#### REQUIREMENT:
Recast the rows below as a JSON list of strings with one string per line, leaving out blank lines.

···

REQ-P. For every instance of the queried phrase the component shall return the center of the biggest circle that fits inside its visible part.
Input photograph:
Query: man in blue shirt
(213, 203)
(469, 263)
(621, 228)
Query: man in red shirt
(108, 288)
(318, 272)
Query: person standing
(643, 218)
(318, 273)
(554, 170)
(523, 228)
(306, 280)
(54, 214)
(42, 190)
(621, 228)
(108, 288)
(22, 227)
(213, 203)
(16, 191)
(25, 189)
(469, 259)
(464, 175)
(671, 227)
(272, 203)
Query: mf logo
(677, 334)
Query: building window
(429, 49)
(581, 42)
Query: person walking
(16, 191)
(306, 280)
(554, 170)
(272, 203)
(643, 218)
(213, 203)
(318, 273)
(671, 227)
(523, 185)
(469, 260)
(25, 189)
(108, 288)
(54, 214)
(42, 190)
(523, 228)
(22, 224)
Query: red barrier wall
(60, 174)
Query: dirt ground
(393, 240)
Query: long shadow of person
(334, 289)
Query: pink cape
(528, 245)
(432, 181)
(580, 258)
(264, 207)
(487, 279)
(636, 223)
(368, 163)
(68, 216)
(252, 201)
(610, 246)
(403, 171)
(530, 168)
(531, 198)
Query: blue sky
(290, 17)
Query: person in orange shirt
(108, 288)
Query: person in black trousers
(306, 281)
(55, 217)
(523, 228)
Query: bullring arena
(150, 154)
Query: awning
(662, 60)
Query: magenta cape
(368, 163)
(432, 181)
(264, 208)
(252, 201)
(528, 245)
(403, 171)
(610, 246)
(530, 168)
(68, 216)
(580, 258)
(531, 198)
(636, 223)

···

#### COMPLETE ANSWER:
[
  "REQ-P. For every instance of the queried phrase the component shall return the center of the biggest circle that fits inside its visible part.",
  "Input photograph:",
  "Query: man in blue shirt",
  "(213, 203)",
  "(469, 263)",
  "(621, 228)",
  "Query: man in red shirt",
  "(108, 288)",
  "(318, 272)",
  "Query: person standing",
  "(643, 218)",
  "(318, 273)",
  "(554, 170)",
  "(523, 228)",
  "(306, 280)",
  "(54, 214)",
  "(42, 190)",
  "(621, 228)",
  "(108, 288)",
  "(22, 227)",
  "(213, 203)",
  "(16, 191)",
  "(25, 189)",
  "(469, 259)",
  "(464, 175)",
  "(671, 227)",
  "(272, 203)",
  "Query: mf logo",
  "(677, 334)",
  "Query: building window",
  "(429, 49)",
  "(581, 42)",
  "Query: person walking",
  "(16, 191)",
  "(306, 280)",
  "(554, 170)",
  "(272, 203)",
  "(643, 218)",
  "(213, 203)",
  "(318, 273)",
  "(671, 227)",
  "(523, 185)",
  "(469, 260)",
  "(25, 189)",
  "(108, 288)",
  "(54, 214)",
  "(42, 190)",
  "(523, 228)",
  "(22, 224)",
  "Query: red barrier wall",
  "(60, 174)",
  "Query: dirt ground",
  "(393, 240)",
  "Query: long shadow of person",
  "(334, 289)",
  "Query: pink cape",
  "(528, 245)",
  "(432, 181)",
  "(580, 258)",
  "(264, 207)",
  "(487, 279)",
  "(636, 223)",
  "(368, 163)",
  "(68, 216)",
  "(252, 201)",
  "(610, 246)",
  "(403, 171)",
  "(530, 168)",
  "(531, 198)",
  "Query: blue sky",
  "(290, 17)",
  "Query: person in orange shirt",
  "(108, 288)",
  "Query: person in black trousers",
  "(306, 281)",
  "(55, 217)",
  "(523, 228)",
  "Query: bullring arena",
  "(150, 154)",
  "Query: awning",
  "(662, 60)",
  "Query: magenta cape",
  "(368, 163)",
  "(432, 181)",
  "(264, 208)",
  "(252, 201)",
  "(528, 245)",
  "(403, 171)",
  "(610, 246)",
  "(530, 168)",
  "(68, 216)",
  "(580, 258)",
  "(531, 198)",
  "(636, 223)"
]